__TRY IT__
Report each line of the entries that includes "white" by copying it.

□ □ □ □ □ □ □

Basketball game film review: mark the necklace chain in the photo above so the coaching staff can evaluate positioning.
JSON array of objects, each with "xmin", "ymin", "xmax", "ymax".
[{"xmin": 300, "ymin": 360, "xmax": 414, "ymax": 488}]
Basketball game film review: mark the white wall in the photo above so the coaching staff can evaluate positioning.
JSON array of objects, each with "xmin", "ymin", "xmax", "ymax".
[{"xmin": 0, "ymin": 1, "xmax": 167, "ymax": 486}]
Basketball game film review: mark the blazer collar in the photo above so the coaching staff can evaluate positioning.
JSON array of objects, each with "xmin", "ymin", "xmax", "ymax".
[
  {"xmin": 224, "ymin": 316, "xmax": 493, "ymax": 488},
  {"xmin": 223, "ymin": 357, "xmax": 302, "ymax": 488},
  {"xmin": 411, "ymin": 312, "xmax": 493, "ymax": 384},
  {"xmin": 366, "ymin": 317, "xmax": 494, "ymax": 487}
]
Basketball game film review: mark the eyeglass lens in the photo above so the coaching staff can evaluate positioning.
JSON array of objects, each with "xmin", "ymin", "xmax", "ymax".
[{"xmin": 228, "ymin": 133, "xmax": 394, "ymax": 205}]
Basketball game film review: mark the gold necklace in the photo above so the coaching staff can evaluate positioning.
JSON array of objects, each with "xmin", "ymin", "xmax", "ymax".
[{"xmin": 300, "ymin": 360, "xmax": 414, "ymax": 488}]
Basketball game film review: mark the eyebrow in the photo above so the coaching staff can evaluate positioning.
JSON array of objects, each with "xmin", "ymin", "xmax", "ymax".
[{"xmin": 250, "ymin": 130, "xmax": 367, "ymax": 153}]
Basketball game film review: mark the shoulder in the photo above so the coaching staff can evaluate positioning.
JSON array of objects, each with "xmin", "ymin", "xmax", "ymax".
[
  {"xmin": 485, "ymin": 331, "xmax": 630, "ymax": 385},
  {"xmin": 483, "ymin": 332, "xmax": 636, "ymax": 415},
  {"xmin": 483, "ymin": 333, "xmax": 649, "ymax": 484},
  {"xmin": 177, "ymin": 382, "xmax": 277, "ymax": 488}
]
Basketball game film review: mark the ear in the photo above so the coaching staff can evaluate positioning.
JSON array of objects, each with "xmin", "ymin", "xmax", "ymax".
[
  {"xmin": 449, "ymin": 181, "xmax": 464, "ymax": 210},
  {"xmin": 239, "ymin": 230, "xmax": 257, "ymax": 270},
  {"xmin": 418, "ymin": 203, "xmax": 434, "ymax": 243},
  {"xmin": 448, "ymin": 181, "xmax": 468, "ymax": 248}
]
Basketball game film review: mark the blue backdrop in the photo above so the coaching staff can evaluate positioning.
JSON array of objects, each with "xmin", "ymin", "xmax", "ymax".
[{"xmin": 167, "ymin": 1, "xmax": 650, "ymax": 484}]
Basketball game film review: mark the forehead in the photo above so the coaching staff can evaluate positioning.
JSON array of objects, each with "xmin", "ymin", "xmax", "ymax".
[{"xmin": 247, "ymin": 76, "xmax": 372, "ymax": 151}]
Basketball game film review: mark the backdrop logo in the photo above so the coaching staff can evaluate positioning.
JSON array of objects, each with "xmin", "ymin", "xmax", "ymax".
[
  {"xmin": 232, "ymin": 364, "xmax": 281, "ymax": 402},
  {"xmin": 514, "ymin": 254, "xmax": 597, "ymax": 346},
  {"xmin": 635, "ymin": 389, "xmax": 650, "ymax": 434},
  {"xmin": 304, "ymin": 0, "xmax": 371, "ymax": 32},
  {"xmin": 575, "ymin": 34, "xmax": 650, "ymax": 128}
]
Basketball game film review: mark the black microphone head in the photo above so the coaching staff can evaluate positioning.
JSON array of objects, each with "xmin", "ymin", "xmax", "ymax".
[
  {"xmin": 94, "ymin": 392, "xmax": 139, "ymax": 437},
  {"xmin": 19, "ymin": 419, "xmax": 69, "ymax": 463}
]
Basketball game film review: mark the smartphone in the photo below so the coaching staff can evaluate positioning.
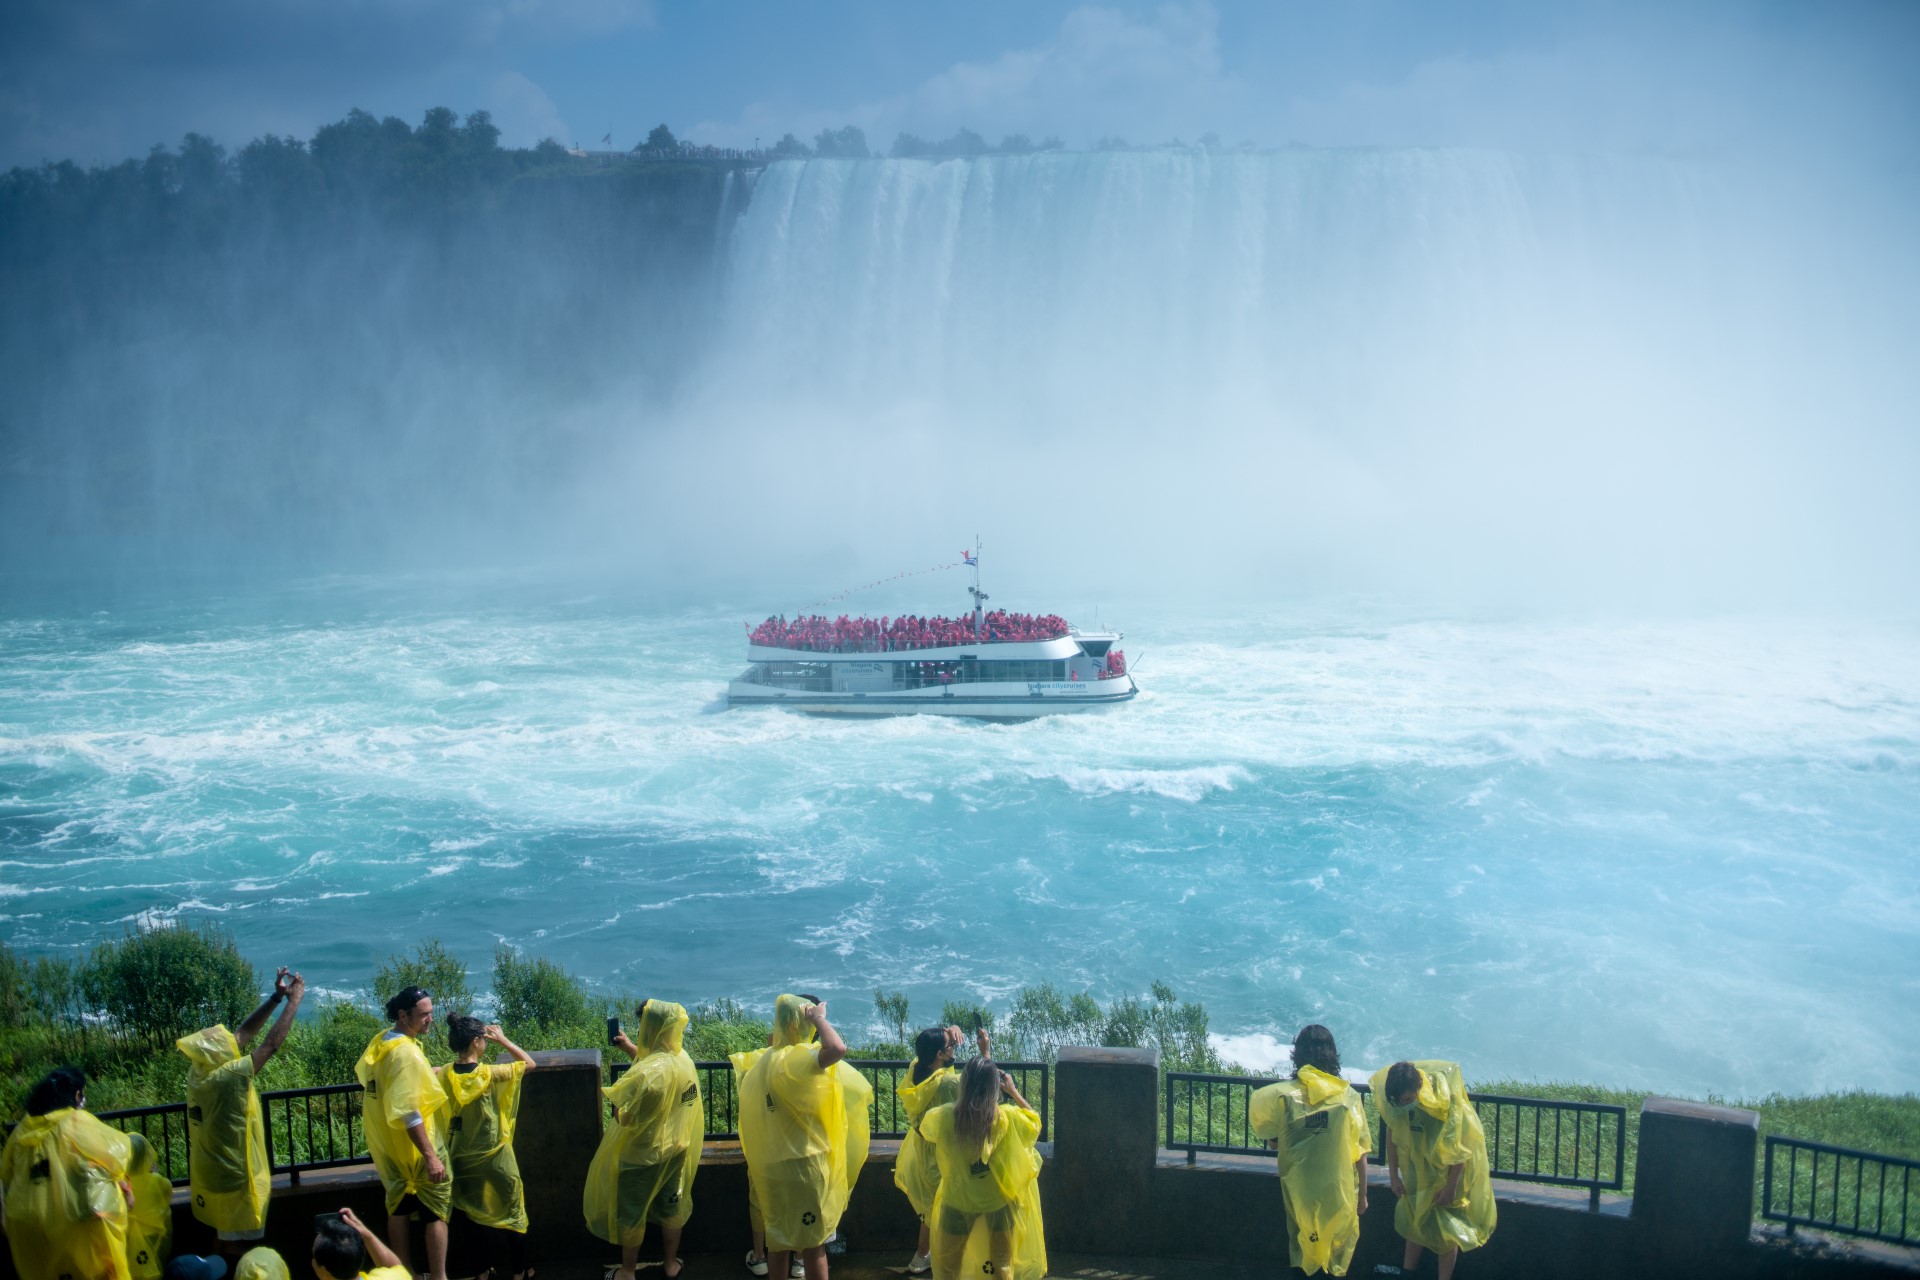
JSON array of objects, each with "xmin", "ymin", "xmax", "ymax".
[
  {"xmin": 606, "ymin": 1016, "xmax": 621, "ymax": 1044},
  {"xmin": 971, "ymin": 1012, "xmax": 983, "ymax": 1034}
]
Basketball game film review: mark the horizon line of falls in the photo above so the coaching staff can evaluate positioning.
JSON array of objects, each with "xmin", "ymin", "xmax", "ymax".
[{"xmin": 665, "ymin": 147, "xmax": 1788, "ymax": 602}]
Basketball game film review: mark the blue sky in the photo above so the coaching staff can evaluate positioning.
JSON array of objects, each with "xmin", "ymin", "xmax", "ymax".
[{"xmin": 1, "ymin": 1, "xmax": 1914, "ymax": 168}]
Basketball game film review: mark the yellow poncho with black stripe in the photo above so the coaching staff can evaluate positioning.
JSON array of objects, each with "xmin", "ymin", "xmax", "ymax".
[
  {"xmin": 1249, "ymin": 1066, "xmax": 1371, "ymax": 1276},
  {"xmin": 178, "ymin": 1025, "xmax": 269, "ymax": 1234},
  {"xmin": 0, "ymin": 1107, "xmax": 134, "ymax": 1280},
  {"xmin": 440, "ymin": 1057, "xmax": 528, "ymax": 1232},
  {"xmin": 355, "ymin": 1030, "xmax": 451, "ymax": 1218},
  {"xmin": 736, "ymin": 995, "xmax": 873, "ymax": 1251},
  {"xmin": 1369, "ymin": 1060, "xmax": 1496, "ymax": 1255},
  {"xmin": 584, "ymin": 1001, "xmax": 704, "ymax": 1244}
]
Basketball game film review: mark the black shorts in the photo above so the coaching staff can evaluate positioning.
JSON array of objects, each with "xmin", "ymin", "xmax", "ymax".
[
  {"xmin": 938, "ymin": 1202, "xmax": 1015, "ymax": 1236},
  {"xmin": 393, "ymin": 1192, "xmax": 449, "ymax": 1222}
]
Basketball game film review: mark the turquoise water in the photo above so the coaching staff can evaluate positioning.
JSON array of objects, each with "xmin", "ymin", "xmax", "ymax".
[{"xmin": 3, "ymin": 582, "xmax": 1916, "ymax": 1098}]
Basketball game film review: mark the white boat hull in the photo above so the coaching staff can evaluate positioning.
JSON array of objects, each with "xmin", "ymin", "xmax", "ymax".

□ □ □ □ □ □ □

__SOLUTION TO THIS EXERCISE__
Basketball game film review: mark the white wall in the photo above so the coaching staff can evaluate positioning.
Basketball game film review: mark the white boat hull in the photo above so the coaching staff can evaluate positioning.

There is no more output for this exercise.